**Text**
———
The provisions of the ACA encourage employers to offer wellness programs to promote the health of employees and permit financial incentives. The finalized rules, the EEOC said, seek to “harmonize [the ACA’s] goal of allowing incentives to encourage participation in wellness programs with ADA and GINA provisions that require that participation in certain types of wellness programs is voluntary” and provide anti-discrimination safeguards.

Limitations on Financial Incentives or Penalties for Wellness Program Participation

The rules clarify the maximum financial incentive an employer can provide to encourage enrollment in a “participatory program” that requires employees to answer disability-related questions or undergo medical examinations, or in a “health-contingent program” that requires participants to satisfy a standard related to a health factor. Employers may offer an incentive of no more than 30% of the total cost of the employer’s employee-only group medical coverage. For example, if the total cost of an employer’s medical plan is $5,000 per year for employee-only coverage, of which the employees have annual contributions of $2,500 each, the maximum incentives or penalties in the wellness program cannot exceed $1,500. This is true regardless of whether the employee has individual or family coverage. For spouses, the cap is also 30% of the cost of a single employee coverage plan. In regard to rewards and penalties related to tobacco use, the 30% cap applies if the employee is tested for tobacco, but not if the employee self-reports tobacco use, in which case the cap is 50%. Because whether a spouse uses tobacco is not genetic information implicating GINA, any incentive or penalty related to such use does not count towards the 30% cap. No incentives are permitted in exchange for information regarding an employee’s children or for specific genetic information such as family medical history.

Wellness Program Requirements

The rules also define a bona fide “wellness” program as a program that is “reasonably designed to promote health or prevent disease.” A wellness program must also be “voluntary,” meaning that the employer:

  • Does not require an employee to participate in such a program;
  • Does not deny coverage under any of its group health plans or deny particular benefits packages within a group health plan or limit the extent of such coverage, except for allowed incentives; and
  • Does not take any other adverse employment action or retaliate against, interfere with, coerce, intimidate, or threaten employees who choose not to participate in a wellness program or who fail to achieve certain health goals.
———
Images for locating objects
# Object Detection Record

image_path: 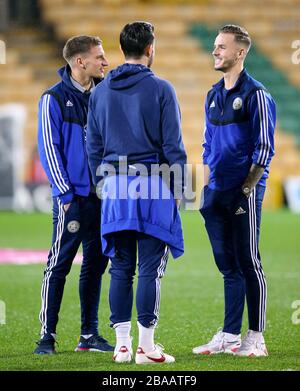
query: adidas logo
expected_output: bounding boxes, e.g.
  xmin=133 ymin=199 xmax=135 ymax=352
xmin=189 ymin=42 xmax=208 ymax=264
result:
xmin=235 ymin=206 xmax=247 ymax=215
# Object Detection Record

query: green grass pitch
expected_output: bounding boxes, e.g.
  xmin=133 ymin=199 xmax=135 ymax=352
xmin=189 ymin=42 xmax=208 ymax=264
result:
xmin=0 ymin=210 xmax=300 ymax=371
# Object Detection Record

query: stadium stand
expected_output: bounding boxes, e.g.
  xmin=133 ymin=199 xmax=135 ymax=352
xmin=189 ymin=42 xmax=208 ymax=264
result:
xmin=0 ymin=0 xmax=300 ymax=208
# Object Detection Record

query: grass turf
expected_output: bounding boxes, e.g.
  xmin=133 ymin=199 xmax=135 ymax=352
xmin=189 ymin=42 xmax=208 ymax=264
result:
xmin=0 ymin=210 xmax=300 ymax=371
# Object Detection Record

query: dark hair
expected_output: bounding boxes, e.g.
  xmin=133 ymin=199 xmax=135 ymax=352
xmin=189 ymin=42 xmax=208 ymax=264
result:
xmin=120 ymin=22 xmax=154 ymax=58
xmin=63 ymin=35 xmax=102 ymax=62
xmin=219 ymin=24 xmax=251 ymax=49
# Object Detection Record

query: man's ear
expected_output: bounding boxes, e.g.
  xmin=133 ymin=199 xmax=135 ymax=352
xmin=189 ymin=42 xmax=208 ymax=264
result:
xmin=144 ymin=43 xmax=154 ymax=57
xmin=75 ymin=57 xmax=86 ymax=69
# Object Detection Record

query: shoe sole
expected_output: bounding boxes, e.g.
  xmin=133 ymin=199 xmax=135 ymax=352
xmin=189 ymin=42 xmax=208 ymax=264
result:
xmin=74 ymin=348 xmax=113 ymax=353
xmin=193 ymin=348 xmax=238 ymax=356
xmin=33 ymin=352 xmax=56 ymax=356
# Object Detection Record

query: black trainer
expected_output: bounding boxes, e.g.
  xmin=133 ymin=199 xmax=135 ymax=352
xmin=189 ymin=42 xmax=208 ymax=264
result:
xmin=75 ymin=335 xmax=115 ymax=353
xmin=33 ymin=336 xmax=56 ymax=354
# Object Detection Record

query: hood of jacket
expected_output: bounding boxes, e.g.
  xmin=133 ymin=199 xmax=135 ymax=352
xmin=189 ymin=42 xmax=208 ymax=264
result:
xmin=106 ymin=63 xmax=153 ymax=90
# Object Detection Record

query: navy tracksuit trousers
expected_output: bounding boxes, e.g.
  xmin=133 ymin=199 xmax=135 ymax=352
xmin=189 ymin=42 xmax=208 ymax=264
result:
xmin=40 ymin=193 xmax=108 ymax=336
xmin=109 ymin=231 xmax=169 ymax=328
xmin=200 ymin=185 xmax=267 ymax=334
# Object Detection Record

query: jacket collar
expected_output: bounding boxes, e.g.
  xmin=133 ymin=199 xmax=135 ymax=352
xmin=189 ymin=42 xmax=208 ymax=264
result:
xmin=58 ymin=64 xmax=102 ymax=94
xmin=212 ymin=68 xmax=249 ymax=91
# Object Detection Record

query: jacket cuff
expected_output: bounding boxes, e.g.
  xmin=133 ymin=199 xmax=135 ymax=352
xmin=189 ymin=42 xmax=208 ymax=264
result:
xmin=58 ymin=190 xmax=74 ymax=205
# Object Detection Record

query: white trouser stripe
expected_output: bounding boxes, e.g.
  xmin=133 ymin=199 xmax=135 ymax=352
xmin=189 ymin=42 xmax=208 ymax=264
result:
xmin=154 ymin=246 xmax=169 ymax=321
xmin=40 ymin=199 xmax=65 ymax=335
xmin=248 ymin=189 xmax=266 ymax=331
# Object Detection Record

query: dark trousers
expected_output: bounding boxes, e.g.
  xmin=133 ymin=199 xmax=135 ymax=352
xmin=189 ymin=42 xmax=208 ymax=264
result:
xmin=40 ymin=194 xmax=108 ymax=335
xmin=109 ymin=231 xmax=169 ymax=327
xmin=200 ymin=185 xmax=267 ymax=334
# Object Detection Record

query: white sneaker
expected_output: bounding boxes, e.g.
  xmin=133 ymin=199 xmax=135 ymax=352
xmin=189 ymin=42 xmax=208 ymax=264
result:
xmin=235 ymin=330 xmax=268 ymax=357
xmin=193 ymin=331 xmax=241 ymax=355
xmin=113 ymin=346 xmax=133 ymax=363
xmin=135 ymin=344 xmax=175 ymax=364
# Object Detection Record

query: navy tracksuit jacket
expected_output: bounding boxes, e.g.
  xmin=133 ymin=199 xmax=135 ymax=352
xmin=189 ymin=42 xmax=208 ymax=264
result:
xmin=38 ymin=65 xmax=108 ymax=338
xmin=200 ymin=70 xmax=276 ymax=334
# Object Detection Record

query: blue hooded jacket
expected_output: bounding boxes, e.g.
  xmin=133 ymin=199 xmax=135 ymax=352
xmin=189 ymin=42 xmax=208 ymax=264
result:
xmin=87 ymin=64 xmax=186 ymax=258
xmin=38 ymin=65 xmax=100 ymax=204
xmin=203 ymin=69 xmax=276 ymax=191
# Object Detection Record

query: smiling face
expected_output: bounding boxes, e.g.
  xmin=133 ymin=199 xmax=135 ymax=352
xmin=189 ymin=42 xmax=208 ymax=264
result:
xmin=80 ymin=45 xmax=108 ymax=78
xmin=212 ymin=33 xmax=247 ymax=73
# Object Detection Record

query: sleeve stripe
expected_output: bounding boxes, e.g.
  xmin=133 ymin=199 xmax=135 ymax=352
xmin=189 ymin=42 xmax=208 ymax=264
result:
xmin=42 ymin=95 xmax=69 ymax=193
xmin=256 ymin=90 xmax=270 ymax=166
xmin=202 ymin=121 xmax=207 ymax=158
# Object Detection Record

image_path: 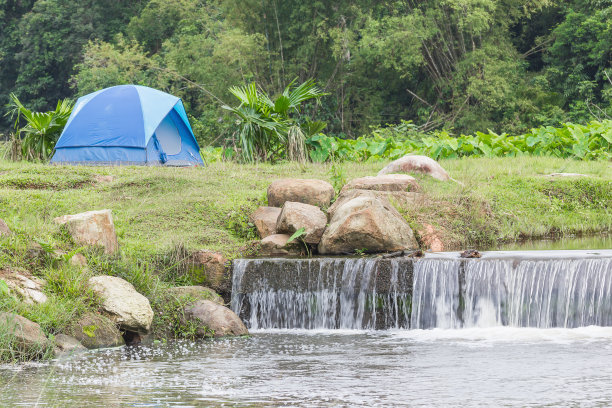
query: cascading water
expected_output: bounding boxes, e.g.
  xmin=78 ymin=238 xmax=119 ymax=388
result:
xmin=411 ymin=258 xmax=612 ymax=328
xmin=232 ymin=258 xmax=412 ymax=329
xmin=232 ymin=251 xmax=612 ymax=329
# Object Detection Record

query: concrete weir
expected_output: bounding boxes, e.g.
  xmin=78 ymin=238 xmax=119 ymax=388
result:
xmin=232 ymin=250 xmax=612 ymax=329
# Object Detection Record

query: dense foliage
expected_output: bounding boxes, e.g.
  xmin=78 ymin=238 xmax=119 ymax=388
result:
xmin=0 ymin=0 xmax=612 ymax=144
xmin=7 ymin=94 xmax=72 ymax=160
xmin=202 ymin=120 xmax=612 ymax=162
xmin=223 ymin=80 xmax=325 ymax=162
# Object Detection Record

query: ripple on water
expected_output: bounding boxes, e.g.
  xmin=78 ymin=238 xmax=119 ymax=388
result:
xmin=0 ymin=326 xmax=612 ymax=407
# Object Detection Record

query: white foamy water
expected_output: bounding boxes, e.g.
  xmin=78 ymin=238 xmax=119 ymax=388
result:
xmin=0 ymin=326 xmax=612 ymax=407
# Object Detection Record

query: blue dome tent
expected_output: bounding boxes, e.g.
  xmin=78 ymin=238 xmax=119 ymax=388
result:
xmin=51 ymin=85 xmax=203 ymax=166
———
**Tasks to complete**
[1] According to the text on the EEOC wellness rules, why does an incentive or penalty tied to a spouse's tobacco use not count toward the 30% cap?
[2] Continue the text on the EEOC wellness rules from the point where it stops.
The lines are separate material, unrelated to the text on the EEOC wellness rules.

**Exercise results**
[1] Whether a spouse uses tobacco is not genetic information that implicates GINA. For that reason, an incentive or penalty related to it falls outside the 30% cap.

[2]
Protections for Confidentiality and Mandatory Notices

Finally, the rules state that employers can only access medical information collected through an employee wellness program in the aggregate and in terms that do not disclose the identity of specific individuals taking part in the program, except as necessary to administer the health plan. To further ensure that employers abide by provisions of the ADA and GINA regarding confidentiality, the rules require that employers provide participating employees and their spouses with a “plain language” notice that describes:

  • The type of medical information that will be obtained and the specific purposes for which the medical information will be used; and
  • The restrictions on the disclosure of the employee or spouse’s medical information, the employer representative or other parties with whom the information will be shared, as well as the measures that will be taken to ensure that medical information is not improperly disclosed.

The EEOC has promised to publish a model notice for employees (but not for spouses) by mid-June 2016.

******

The EEOC’s rules regarding the cap on financial incentives and penalties, as well as the confidentiality notice requirements, apply to all plans beginning January 1, 2017. The balance of the rules, however, are considered clarification of existing law and therefore employers should assess their wellness programs immediately to ensure full compliance.